THE EXERCISE: Which lines in the records below contain the word "blue"? List every such line in full, matching case exactly.

──────── MATERIAL PROVIDED

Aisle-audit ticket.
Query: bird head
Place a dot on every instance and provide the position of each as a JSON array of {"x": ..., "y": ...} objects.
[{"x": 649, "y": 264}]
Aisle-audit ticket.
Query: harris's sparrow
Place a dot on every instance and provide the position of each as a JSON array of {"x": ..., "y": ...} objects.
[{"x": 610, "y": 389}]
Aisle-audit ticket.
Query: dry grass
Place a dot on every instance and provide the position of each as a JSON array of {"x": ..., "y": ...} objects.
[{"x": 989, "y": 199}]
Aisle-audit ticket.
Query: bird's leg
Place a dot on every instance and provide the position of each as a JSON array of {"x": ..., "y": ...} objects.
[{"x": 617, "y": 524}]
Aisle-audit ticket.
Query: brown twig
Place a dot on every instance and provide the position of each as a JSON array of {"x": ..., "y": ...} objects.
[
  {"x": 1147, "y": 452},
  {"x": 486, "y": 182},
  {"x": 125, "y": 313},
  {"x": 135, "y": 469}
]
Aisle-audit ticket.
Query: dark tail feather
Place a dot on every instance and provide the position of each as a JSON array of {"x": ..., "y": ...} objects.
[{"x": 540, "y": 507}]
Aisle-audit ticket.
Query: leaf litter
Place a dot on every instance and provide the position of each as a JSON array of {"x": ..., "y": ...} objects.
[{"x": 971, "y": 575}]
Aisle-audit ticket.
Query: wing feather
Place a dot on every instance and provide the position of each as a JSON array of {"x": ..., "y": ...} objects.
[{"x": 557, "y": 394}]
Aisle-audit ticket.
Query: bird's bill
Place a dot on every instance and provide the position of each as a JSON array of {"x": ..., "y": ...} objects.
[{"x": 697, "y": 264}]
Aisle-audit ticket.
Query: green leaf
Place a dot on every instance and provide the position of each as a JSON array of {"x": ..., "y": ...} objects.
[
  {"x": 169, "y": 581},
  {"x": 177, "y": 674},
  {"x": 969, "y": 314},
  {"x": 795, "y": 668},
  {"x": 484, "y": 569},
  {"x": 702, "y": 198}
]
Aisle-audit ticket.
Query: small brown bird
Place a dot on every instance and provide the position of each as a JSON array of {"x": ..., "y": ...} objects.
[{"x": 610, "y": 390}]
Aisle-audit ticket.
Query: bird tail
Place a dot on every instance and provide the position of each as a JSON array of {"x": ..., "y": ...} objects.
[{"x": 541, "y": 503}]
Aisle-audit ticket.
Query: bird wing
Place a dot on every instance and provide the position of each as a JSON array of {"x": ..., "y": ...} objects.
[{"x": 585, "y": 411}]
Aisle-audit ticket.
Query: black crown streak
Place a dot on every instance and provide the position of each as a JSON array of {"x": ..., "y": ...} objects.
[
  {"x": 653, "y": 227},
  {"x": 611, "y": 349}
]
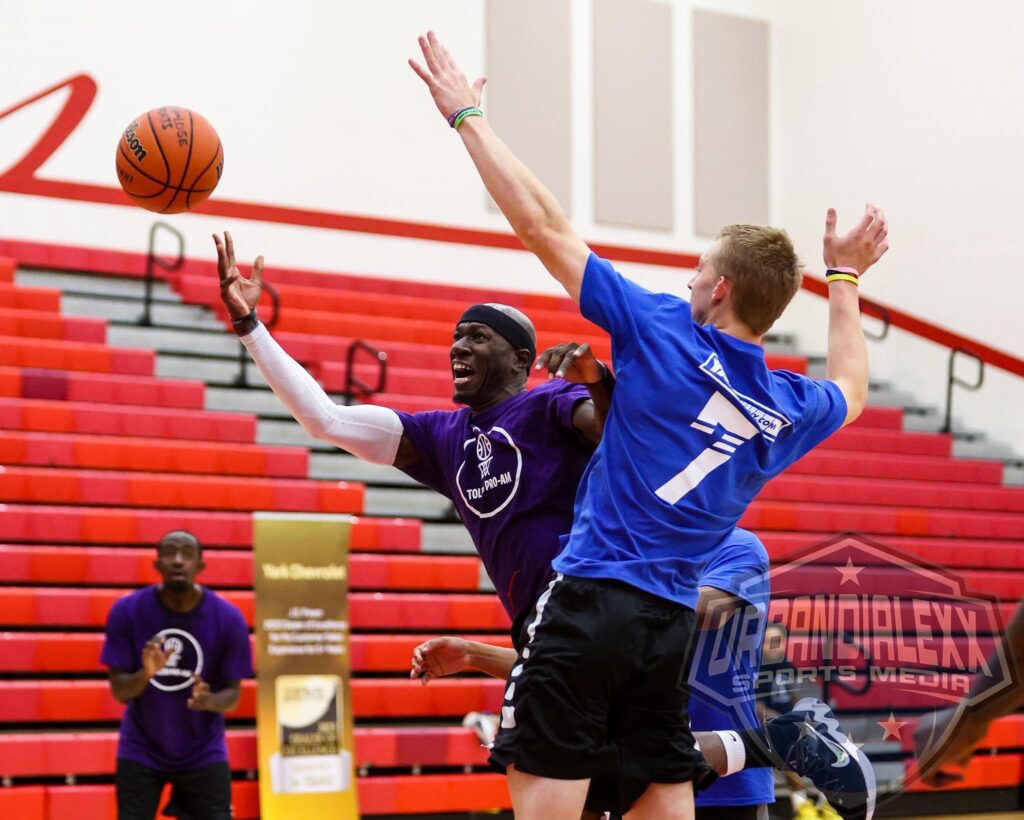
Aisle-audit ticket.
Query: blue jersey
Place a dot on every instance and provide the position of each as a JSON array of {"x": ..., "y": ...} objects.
[
  {"x": 726, "y": 662},
  {"x": 697, "y": 426}
]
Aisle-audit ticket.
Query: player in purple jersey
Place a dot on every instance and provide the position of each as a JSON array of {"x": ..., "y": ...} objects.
[
  {"x": 698, "y": 426},
  {"x": 510, "y": 461},
  {"x": 177, "y": 653}
]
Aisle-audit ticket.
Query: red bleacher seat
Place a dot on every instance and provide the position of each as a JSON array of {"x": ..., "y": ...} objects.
[
  {"x": 160, "y": 490},
  {"x": 89, "y": 701},
  {"x": 22, "y": 298},
  {"x": 79, "y": 652},
  {"x": 37, "y": 325},
  {"x": 104, "y": 388},
  {"x": 378, "y": 795},
  {"x": 46, "y": 524},
  {"x": 116, "y": 452},
  {"x": 58, "y": 753},
  {"x": 83, "y": 417},
  {"x": 105, "y": 565},
  {"x": 60, "y": 606},
  {"x": 765, "y": 515}
]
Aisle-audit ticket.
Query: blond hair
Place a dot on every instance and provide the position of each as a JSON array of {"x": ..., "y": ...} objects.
[{"x": 764, "y": 270}]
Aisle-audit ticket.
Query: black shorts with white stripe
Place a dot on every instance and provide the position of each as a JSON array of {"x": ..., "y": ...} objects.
[{"x": 600, "y": 687}]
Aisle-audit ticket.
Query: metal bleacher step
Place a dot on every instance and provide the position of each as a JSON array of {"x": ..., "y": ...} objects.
[
  {"x": 123, "y": 310},
  {"x": 249, "y": 399},
  {"x": 215, "y": 370},
  {"x": 86, "y": 284},
  {"x": 186, "y": 341},
  {"x": 406, "y": 503}
]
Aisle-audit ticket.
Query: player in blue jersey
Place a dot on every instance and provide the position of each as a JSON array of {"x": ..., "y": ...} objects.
[{"x": 698, "y": 426}]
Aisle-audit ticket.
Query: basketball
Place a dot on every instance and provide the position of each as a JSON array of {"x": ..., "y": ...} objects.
[{"x": 169, "y": 160}]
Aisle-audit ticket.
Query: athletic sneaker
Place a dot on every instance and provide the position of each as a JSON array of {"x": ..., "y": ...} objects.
[
  {"x": 811, "y": 743},
  {"x": 825, "y": 812}
]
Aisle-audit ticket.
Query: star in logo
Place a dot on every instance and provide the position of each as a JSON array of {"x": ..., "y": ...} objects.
[
  {"x": 892, "y": 727},
  {"x": 849, "y": 572}
]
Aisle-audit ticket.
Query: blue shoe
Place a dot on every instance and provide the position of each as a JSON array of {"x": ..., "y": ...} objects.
[{"x": 810, "y": 742}]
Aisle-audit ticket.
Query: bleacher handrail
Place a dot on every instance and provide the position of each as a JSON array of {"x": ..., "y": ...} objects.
[{"x": 122, "y": 262}]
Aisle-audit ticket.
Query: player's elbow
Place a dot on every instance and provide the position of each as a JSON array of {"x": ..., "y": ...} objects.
[{"x": 855, "y": 393}]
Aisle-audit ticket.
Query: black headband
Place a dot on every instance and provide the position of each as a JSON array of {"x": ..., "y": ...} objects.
[{"x": 512, "y": 331}]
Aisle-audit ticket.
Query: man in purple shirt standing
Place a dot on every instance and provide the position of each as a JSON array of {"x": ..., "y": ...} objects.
[{"x": 176, "y": 653}]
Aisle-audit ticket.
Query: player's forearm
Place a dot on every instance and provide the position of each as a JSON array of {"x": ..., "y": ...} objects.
[
  {"x": 494, "y": 660},
  {"x": 847, "y": 362},
  {"x": 370, "y": 432},
  {"x": 128, "y": 685},
  {"x": 600, "y": 394},
  {"x": 531, "y": 210}
]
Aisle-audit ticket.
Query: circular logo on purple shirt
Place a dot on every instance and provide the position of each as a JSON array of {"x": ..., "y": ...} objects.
[
  {"x": 184, "y": 660},
  {"x": 488, "y": 476}
]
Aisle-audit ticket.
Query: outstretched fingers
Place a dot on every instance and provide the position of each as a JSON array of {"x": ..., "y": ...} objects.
[
  {"x": 830, "y": 219},
  {"x": 427, "y": 47},
  {"x": 257, "y": 272},
  {"x": 221, "y": 258}
]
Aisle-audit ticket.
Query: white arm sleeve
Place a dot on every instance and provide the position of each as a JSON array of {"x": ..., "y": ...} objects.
[{"x": 368, "y": 431}]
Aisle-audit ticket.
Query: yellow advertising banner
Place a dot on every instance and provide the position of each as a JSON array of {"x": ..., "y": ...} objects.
[{"x": 303, "y": 703}]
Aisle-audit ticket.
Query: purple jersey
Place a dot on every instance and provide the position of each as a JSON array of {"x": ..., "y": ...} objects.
[
  {"x": 212, "y": 640},
  {"x": 512, "y": 472}
]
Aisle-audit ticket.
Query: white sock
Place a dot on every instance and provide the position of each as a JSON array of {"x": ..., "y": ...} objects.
[{"x": 735, "y": 754}]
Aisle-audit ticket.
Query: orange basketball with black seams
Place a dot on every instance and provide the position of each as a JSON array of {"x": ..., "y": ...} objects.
[{"x": 169, "y": 160}]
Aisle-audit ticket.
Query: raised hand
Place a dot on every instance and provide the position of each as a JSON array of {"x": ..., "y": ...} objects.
[
  {"x": 154, "y": 656},
  {"x": 448, "y": 84},
  {"x": 200, "y": 699},
  {"x": 571, "y": 361},
  {"x": 438, "y": 657},
  {"x": 239, "y": 294},
  {"x": 861, "y": 247}
]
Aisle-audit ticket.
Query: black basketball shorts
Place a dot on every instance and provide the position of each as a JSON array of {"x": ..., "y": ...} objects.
[{"x": 599, "y": 687}]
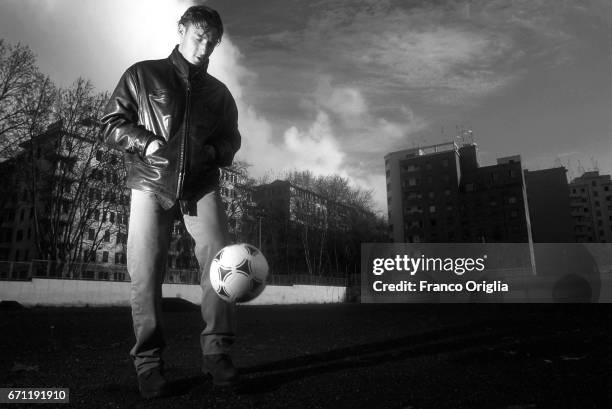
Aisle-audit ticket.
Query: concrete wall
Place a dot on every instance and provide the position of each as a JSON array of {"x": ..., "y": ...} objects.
[{"x": 58, "y": 292}]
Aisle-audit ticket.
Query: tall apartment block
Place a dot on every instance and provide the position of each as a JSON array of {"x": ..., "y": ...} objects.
[
  {"x": 440, "y": 193},
  {"x": 591, "y": 207}
]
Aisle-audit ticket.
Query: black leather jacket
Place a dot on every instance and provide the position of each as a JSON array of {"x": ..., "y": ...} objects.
[{"x": 192, "y": 112}]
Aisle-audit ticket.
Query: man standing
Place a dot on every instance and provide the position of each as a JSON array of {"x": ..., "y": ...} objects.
[{"x": 177, "y": 125}]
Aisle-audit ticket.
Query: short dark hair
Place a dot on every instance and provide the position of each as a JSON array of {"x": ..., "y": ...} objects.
[{"x": 204, "y": 17}]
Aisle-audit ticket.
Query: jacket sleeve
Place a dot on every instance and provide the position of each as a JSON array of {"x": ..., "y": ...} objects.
[
  {"x": 229, "y": 143},
  {"x": 120, "y": 127}
]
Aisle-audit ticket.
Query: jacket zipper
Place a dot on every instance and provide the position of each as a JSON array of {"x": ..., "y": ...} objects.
[{"x": 182, "y": 159}]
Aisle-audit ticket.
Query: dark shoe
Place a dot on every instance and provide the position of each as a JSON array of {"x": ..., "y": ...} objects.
[
  {"x": 221, "y": 368},
  {"x": 152, "y": 384}
]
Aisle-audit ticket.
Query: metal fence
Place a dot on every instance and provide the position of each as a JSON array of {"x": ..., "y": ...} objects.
[{"x": 26, "y": 270}]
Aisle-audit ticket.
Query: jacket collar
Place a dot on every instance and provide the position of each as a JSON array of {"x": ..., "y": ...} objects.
[{"x": 183, "y": 66}]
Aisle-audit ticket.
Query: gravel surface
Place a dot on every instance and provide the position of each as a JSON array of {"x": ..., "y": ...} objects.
[{"x": 329, "y": 356}]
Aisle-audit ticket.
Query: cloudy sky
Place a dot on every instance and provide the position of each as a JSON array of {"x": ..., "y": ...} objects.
[{"x": 334, "y": 85}]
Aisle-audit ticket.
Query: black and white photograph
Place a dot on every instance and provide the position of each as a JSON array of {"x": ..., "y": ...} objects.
[{"x": 306, "y": 204}]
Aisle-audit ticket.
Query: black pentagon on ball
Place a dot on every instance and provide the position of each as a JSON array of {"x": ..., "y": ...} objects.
[
  {"x": 223, "y": 292},
  {"x": 238, "y": 272},
  {"x": 252, "y": 250}
]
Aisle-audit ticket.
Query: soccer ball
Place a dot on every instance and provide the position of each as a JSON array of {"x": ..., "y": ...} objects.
[{"x": 238, "y": 272}]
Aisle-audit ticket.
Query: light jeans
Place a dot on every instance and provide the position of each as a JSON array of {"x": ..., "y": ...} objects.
[{"x": 147, "y": 253}]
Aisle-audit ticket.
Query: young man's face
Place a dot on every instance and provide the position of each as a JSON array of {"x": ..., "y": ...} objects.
[{"x": 196, "y": 43}]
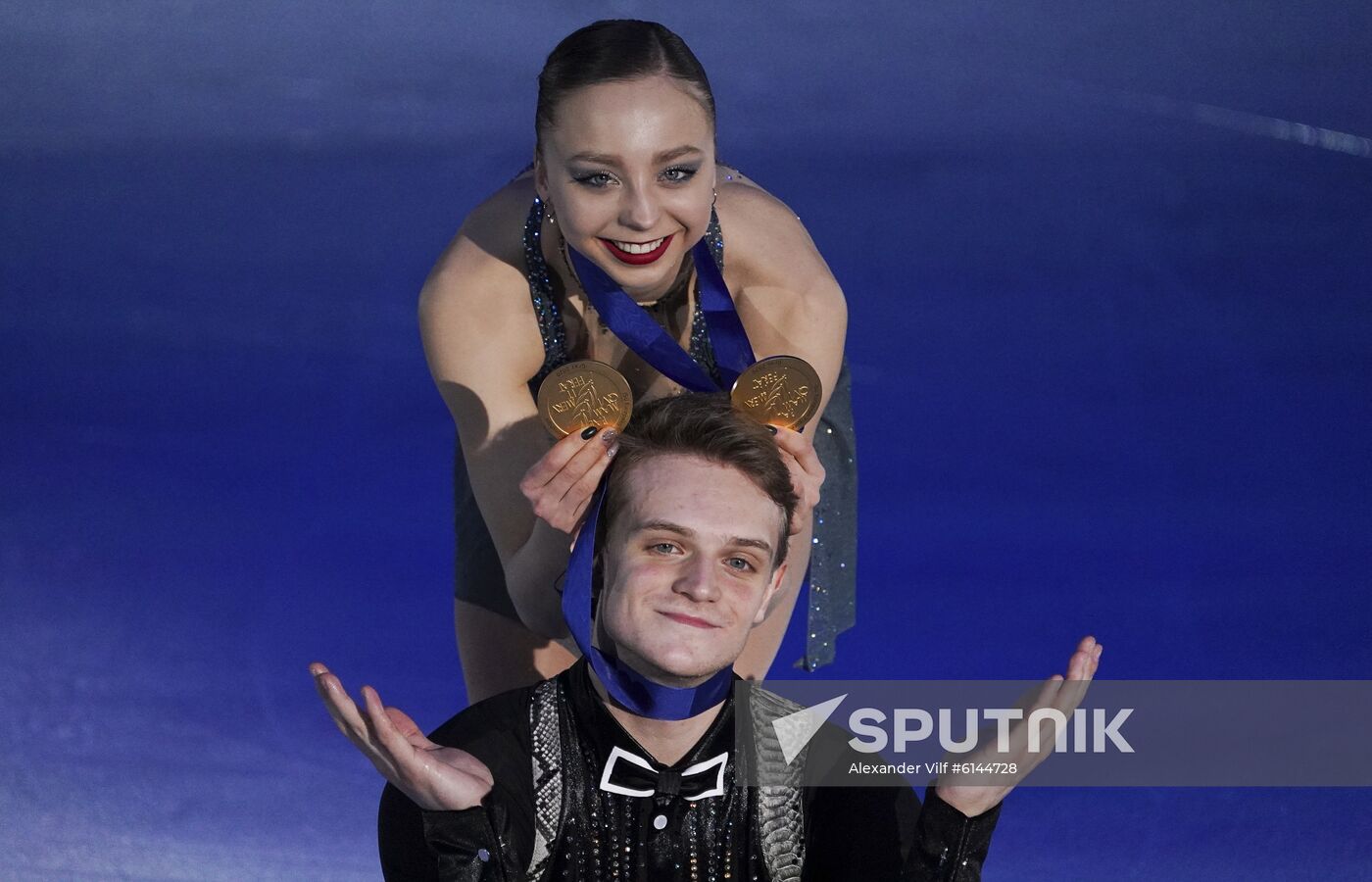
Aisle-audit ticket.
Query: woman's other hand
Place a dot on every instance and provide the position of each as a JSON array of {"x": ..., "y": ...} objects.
[
  {"x": 807, "y": 474},
  {"x": 564, "y": 479}
]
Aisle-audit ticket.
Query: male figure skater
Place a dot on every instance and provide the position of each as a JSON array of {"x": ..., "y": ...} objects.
[{"x": 564, "y": 781}]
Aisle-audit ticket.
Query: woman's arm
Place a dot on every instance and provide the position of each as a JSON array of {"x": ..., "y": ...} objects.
[
  {"x": 483, "y": 345},
  {"x": 791, "y": 305}
]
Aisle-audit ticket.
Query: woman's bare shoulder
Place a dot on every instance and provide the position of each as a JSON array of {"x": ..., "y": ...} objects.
[
  {"x": 764, "y": 242},
  {"x": 476, "y": 295}
]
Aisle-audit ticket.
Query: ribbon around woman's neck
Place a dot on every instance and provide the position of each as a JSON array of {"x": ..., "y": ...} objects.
[
  {"x": 626, "y": 686},
  {"x": 627, "y": 319}
]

────────────────

CORRECT OUTPUT:
Query: blue jersey
Query: player in blue jersey
Query: blue shoe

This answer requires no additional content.